Your instructions → Lines before the one containing "with detecting wooden" are left out; copy that line and every later line through the end of the data exactly.

Phrase grounding data
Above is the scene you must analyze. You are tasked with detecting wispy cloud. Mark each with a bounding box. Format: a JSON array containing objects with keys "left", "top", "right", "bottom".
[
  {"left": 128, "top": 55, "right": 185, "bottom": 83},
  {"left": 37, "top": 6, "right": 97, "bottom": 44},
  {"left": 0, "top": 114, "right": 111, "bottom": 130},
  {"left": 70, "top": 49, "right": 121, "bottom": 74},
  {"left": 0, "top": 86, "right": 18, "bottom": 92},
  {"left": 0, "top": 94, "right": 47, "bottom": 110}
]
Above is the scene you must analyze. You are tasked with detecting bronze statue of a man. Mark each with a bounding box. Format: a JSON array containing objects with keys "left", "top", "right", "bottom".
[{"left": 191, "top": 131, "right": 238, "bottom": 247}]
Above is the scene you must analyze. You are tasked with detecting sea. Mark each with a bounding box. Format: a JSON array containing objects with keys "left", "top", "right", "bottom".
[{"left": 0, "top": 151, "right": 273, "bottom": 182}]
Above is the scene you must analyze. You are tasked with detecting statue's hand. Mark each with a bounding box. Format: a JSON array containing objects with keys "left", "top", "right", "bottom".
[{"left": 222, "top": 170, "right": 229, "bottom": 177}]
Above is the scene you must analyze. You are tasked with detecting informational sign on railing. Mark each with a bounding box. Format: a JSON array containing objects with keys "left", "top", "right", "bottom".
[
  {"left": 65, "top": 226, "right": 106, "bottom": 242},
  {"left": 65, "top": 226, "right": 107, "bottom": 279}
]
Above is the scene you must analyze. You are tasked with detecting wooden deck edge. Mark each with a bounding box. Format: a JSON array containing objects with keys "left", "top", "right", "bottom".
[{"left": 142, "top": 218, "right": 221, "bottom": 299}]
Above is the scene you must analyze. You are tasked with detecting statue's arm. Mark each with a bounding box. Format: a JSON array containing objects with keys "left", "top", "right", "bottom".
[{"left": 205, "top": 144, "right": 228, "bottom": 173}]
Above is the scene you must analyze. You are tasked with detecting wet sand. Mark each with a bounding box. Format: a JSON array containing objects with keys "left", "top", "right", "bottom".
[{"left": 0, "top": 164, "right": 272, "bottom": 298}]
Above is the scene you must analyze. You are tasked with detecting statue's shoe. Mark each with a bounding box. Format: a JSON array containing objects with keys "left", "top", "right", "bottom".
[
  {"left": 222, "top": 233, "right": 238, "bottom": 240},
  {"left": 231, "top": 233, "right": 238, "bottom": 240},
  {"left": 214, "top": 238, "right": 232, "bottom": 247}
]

Your solution →
Above is the scene you must analyze. You are tasked with detecting wooden deck edge. Mark each with a bounding box. Format: a JSON array containing objects with keys "left", "top", "right", "bottom".
[{"left": 142, "top": 218, "right": 221, "bottom": 299}]
Above is the scene you must analyze. You are tasked with detecting statue's arm. Mark each with a bounding box. Format: a JSON array containing objects with keys "left", "top", "right", "bottom".
[{"left": 205, "top": 144, "right": 228, "bottom": 173}]
Above is the scene you must analyze. You are tasked with detecting wet sand. Mark each with a bounding box. Format: a JSON array containing objects with keys "left", "top", "right", "bottom".
[{"left": 0, "top": 164, "right": 272, "bottom": 298}]
Above is the scene you must analyze. You are tasked with detecting statue's shoe. Mark each with a bounding box. Format: a JSON array containing objects with keys "left", "top", "right", "bottom".
[
  {"left": 222, "top": 233, "right": 238, "bottom": 240},
  {"left": 231, "top": 233, "right": 238, "bottom": 240},
  {"left": 214, "top": 238, "right": 232, "bottom": 247}
]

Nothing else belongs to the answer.